◆ **Exercise instructions**: The answer should be the records below, word for word, with every image left out.

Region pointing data
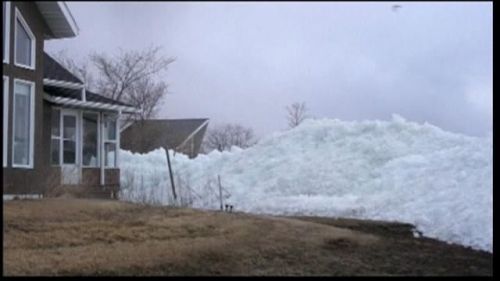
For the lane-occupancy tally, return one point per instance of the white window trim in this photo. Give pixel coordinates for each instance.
(19, 17)
(5, 118)
(106, 140)
(32, 123)
(98, 138)
(6, 47)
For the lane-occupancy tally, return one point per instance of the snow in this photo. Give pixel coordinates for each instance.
(394, 170)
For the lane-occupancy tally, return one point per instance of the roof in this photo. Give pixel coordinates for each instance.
(56, 91)
(58, 18)
(147, 135)
(63, 87)
(55, 71)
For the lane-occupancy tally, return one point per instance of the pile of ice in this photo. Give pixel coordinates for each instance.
(389, 170)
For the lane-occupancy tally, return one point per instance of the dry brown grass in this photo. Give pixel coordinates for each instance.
(104, 237)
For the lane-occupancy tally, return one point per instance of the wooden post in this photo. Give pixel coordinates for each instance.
(171, 176)
(220, 192)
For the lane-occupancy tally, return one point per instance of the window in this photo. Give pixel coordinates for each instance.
(110, 140)
(69, 135)
(24, 43)
(5, 117)
(6, 31)
(23, 121)
(90, 140)
(55, 137)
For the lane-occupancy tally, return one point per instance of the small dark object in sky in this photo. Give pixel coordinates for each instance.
(396, 7)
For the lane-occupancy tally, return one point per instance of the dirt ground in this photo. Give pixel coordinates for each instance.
(105, 237)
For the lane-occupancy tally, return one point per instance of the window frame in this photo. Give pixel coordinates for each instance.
(6, 33)
(6, 93)
(19, 16)
(59, 138)
(31, 158)
(98, 162)
(105, 139)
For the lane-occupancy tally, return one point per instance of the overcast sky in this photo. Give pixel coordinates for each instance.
(244, 62)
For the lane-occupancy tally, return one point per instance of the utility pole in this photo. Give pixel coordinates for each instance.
(171, 176)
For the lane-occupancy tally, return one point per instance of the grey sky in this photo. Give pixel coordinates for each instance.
(244, 62)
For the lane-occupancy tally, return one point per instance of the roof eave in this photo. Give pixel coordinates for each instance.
(59, 19)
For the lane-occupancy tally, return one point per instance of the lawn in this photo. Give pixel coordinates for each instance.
(105, 237)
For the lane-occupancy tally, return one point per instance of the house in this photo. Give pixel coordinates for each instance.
(182, 135)
(56, 134)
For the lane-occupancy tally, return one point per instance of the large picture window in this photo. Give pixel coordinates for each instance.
(5, 117)
(24, 44)
(110, 140)
(90, 139)
(23, 122)
(6, 30)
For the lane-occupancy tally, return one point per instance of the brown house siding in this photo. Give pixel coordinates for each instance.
(19, 180)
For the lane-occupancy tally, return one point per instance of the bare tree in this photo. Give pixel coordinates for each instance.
(223, 137)
(133, 77)
(118, 74)
(296, 113)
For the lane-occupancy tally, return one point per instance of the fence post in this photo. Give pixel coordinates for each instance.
(220, 192)
(171, 177)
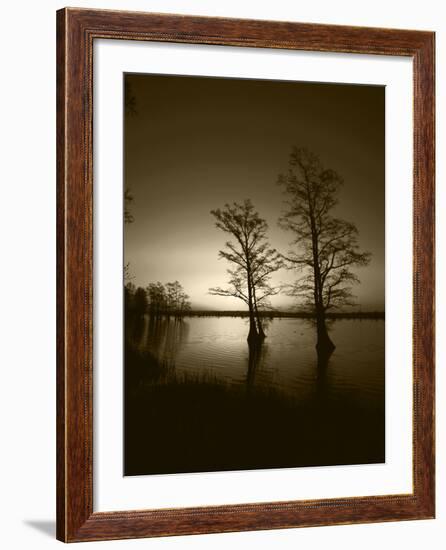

◆ **Answer to this problem**:
For the lane-occupancy tally, return one point per instance of the white window trim in this photo. Give pixel coordinates for each instance.
(19, 17)
(5, 118)
(106, 140)
(32, 123)
(98, 138)
(6, 47)
For the lane-occupancy tally, return one point per instance of the snow in this photo. Give pixel coordinates for each instance.
(394, 170)
For the lane-occupancy tally, return one point per instance of the roof in this photo. Give pixel coordinates for each instance.
(56, 91)
(58, 18)
(147, 135)
(63, 87)
(55, 71)
For the lane-occupancy tally, return one point per instance of the pile of ice in this photo. Give pixel coordinates for each instance.
(389, 170)
For the lane-occupancy tally, return one point per instance of the dry brown grass in this photo. Give pixel coordinates for each instance.
(104, 237)
For the lane-occupancy tally, return one point per instance of the wooden post in this photo. Give pixel coordinates for each instance.
(171, 176)
(220, 192)
For the lane-occupancy tally, return one point per instance of the window in this photo. Give pixel coordinates for each instance.
(110, 140)
(69, 135)
(24, 43)
(5, 117)
(6, 31)
(23, 121)
(90, 140)
(55, 137)
For the lane-occupancy tally, return one point per instance of the small dark object in sky in this photo. Give pixel coordinates for each instance.
(396, 7)
For the lane-occupancy tally, return one point per instance of the dirt ground in this photo. Give pixel coordinates for each instance.
(105, 237)
For the lane-occupancy tally, return one point per instance of the window frame in this photo. Give pixel coordinates for each instance.
(6, 33)
(6, 93)
(19, 16)
(59, 138)
(31, 158)
(98, 162)
(105, 139)
For the lane-occupancy tally, return one point per instance of the overcast sky in this photo. Give pixel coordinates for each instance.
(244, 62)
For the lane-occupancy tally, return one point per instance of the utility pole in this photo. Give pixel coordinates for each instance.
(171, 176)
For the lane-occupancy tally, return one point per instance of the grey sky in this photo. Give pixel coordinates for each instance.
(244, 62)
For the lane-occupancy tally, return one point per instance of the roof eave in this photo. Give pixel coordinates for each instance.
(59, 19)
For the lane-occupancy tally, return one point per instance of the lawn in this photo. Give pixel coordinates for each instance.
(105, 237)
For the lane-occupancy tally, return one point per instance of the house in this photo. Give pixel coordinates for each instance.
(182, 135)
(56, 134)
For the lane-occupancy tally, return one point per instance of the large picture window in this photo. Give pixel coordinates for each instance.
(5, 117)
(24, 44)
(110, 140)
(90, 139)
(23, 122)
(6, 30)
For the lane-occupancy tally, return one point per instance of the brown house siding in this photo. Give pixel coordinates for each instance.
(19, 180)
For the lane-occupancy tally, return one point per instance of the bare tree in this photo. Give pixel coordinates for each instance.
(223, 137)
(133, 77)
(118, 74)
(296, 113)
For the lane-occupancy tally, return one point per instance of the fence post in this photo. Give pixel coordinates for each instance.
(220, 192)
(171, 177)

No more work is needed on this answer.